The field of nursing is a quickly growing field; the Bureau of Labor Statistics (BLS) states that registered nurse employment will increase by 19% from 2012-22.
But there are several paths to becoming a registered nurse: earning a 1-2 year RN diploma, earning a 2 year associate’s degree, or earning a 4 year bachelor’s degree, or BSN.
Earning your BSN eventually is the smartest thing you can do for your nursing career.
#1 BSN Holders Make More Money
Payscale.com has just released 2014 data that shows there are major salary difference between people with an RN and a BSN. The RN will earn a median of $39,100, and a BSN holder will earn more than $69,000:
#2 Some Nursing Careers Open Only to BSN Holders
Having a bachelor’s degree is essential to be admitted to most graduate nursing programs. Four of the highest paying nursing jobs – nurse practitioner, nurse midwife, nurse anesthetist and clinical nurse specialist – require you to have a BSN.
Keep in mind that a BSN is essential if you ever want to get out of basic clinical care. Many nurses do not want to be working the floor when they are 60 years old. They want to move into administration or teaching. This is possible only with a BSN or higher degree.

**Activities**:
1 – In the passage on the BSN, rewrite the part that begins at the words "The field of" and stops after "19% from 2012-22.", substituting "rapidly expanding" for "quickly growing".
2 – According to the passage on the BSN, which four high-paying nursing jobs require a BSN?

**Information given**:
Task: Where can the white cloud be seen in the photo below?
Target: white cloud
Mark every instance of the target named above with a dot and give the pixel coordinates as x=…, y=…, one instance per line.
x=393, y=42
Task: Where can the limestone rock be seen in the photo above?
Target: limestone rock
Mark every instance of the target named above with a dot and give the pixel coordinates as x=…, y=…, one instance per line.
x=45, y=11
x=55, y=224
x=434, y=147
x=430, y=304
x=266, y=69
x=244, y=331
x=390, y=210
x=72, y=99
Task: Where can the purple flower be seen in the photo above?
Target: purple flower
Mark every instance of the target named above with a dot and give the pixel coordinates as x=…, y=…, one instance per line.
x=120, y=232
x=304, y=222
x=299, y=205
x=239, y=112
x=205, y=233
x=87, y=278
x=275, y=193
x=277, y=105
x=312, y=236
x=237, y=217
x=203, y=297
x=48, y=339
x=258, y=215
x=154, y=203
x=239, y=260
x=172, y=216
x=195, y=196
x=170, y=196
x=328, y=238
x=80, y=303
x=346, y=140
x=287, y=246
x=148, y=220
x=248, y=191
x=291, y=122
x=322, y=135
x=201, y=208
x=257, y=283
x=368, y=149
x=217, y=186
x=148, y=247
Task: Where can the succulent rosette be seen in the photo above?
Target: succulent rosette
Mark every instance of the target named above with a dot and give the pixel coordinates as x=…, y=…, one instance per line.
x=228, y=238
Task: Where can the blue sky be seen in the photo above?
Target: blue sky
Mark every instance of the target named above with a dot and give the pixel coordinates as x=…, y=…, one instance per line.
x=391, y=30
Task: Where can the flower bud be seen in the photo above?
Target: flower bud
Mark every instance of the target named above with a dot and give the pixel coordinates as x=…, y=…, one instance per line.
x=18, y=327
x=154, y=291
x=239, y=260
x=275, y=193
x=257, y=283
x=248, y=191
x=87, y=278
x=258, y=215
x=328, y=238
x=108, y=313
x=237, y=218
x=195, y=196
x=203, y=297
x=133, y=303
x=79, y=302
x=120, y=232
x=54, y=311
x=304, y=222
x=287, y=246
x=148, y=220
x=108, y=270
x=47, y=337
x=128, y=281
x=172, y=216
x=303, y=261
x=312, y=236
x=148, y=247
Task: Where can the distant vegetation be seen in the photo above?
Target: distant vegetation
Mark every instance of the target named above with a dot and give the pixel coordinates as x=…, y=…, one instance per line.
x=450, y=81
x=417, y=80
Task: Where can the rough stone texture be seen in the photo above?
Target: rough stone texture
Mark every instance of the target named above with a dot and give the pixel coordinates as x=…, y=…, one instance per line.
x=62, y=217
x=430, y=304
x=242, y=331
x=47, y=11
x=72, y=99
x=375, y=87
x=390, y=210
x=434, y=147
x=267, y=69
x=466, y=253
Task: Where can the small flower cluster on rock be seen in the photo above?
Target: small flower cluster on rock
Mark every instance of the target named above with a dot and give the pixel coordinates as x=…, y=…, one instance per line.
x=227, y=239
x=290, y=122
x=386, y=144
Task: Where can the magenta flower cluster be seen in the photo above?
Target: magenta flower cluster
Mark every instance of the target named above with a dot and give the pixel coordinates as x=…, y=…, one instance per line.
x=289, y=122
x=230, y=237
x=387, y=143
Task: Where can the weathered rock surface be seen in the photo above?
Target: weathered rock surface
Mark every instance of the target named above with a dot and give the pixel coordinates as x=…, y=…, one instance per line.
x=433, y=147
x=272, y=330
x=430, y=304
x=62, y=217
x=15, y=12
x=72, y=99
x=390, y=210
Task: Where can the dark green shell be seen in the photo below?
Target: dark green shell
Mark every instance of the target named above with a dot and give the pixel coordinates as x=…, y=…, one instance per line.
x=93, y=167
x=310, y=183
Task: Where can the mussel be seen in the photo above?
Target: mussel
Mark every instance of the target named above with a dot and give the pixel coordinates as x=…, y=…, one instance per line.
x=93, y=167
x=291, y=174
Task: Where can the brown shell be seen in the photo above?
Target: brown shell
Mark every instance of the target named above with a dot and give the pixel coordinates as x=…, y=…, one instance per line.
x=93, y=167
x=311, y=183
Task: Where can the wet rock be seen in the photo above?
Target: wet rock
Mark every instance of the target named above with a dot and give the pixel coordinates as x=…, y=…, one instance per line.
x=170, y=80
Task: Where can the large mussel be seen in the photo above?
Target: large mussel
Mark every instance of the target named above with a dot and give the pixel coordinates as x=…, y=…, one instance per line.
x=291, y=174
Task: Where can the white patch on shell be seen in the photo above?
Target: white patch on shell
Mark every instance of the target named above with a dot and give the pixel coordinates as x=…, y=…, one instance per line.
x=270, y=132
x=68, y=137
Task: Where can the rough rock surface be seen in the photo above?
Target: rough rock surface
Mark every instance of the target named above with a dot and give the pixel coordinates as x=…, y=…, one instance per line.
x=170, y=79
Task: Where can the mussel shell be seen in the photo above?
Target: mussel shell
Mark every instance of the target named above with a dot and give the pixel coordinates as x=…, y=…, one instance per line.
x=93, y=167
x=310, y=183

**List of solutions**:
1 –
The field of nursing is a rapidly expanding field; the Bureau of Labor Statistics (BLS) states that registered nurse employment will increase by 19% from 2012-22.

2 – Nurse practitioner, nurse midwife, nurse anesthetist and clinical nurse specialist.